Work instructions =
Copy out the rows below, changing "player-spacing chart" to "layout sketch" wherever it appears and leaving everything else the same. Omit the pictures.
┏━━
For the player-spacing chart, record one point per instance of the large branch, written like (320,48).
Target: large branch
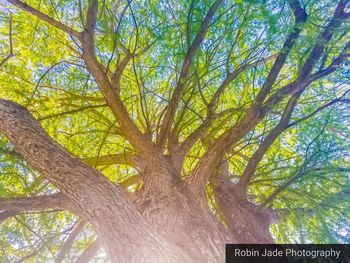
(268,141)
(37,203)
(121,158)
(45,18)
(103,203)
(67,245)
(89,252)
(111,95)
(300,17)
(181,84)
(257,112)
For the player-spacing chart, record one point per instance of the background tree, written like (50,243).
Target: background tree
(157,131)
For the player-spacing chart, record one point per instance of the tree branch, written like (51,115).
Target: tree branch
(67,245)
(180,87)
(45,17)
(300,17)
(122,158)
(257,112)
(89,252)
(37,203)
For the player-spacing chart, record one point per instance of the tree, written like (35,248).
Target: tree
(161,130)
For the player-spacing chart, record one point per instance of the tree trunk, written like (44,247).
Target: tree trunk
(162,225)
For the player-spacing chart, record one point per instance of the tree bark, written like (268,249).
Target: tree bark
(122,229)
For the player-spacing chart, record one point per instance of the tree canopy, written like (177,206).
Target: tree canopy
(250,93)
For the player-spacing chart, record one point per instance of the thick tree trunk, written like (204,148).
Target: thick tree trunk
(163,226)
(245,221)
(124,231)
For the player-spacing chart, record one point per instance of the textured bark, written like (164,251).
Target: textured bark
(113,216)
(246,223)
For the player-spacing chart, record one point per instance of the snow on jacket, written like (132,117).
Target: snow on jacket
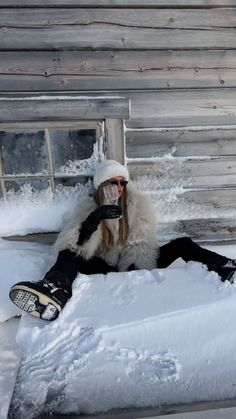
(140,248)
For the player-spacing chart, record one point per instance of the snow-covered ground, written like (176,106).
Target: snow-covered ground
(135,339)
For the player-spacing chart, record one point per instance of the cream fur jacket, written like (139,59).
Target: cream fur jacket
(140,248)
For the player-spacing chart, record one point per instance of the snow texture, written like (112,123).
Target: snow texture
(126,340)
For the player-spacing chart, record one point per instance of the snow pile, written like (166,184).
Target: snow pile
(9,362)
(21,262)
(30,211)
(136,339)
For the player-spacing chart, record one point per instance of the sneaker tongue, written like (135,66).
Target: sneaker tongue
┗━━
Task response =
For the layout sketch, record one point per instance of the large branch, written like (320,48).
Target: large branch
(268,141)
(37,203)
(121,158)
(45,18)
(103,203)
(67,245)
(89,252)
(111,95)
(300,17)
(181,84)
(257,112)
For the layout sketch, record one point per instance of the background tree, written like (50,243).
Target: background tree
(157,131)
For the layout sketch, record one point per instance of the tree branch, written like (51,115).
Target: tree branch
(67,245)
(180,87)
(45,17)
(300,17)
(122,158)
(257,112)
(89,252)
(37,203)
For the layout sketch, record one point per instance of the tree, written like (35,248).
Target: tree
(161,130)
For the layout sketch, record one point per instance of the tree trunk, written like (44,247).
Target: tree trunk
(162,225)
For the layout sketch, record one point per instance of the tree bark, written like (268,249).
Target: tree bark
(122,229)
For the layout sketch, record one point per instance of the tree canopy, written like (177,206).
Target: tree canopy
(250,93)
For the layout sketch, record one point per instance of the thick tree trunk, written like (204,148).
Target: thick tree trunk
(163,226)
(245,221)
(124,231)
For the layout sketch, record one point per instance of the textured bark, written like (164,251).
Target: textured bark
(113,216)
(246,223)
For the layout sketch, record one point per instance of the snow on jacket, written like (132,117).
Target: snow on jacket
(140,248)
For the layout sketch, record one point per instance of the snow-covered ground, written like (176,106).
Target: snow-covered ground
(135,339)
For the layout sketch, record one point per instance of the cream fur jacket, written like (139,59).
Target: cream fur jacket
(140,248)
For the layout sketch, record one point per instance of the snow texture, written like (112,123).
Target: snow texture
(126,340)
For the layout sketch, record one point per instance of the snow pile, written like (166,184).
Target: snow pile
(9,362)
(21,262)
(30,211)
(136,339)
For the layout sketch, record one point per instance of the sneaker tongue, written like (135,66).
Target: sneaker tongue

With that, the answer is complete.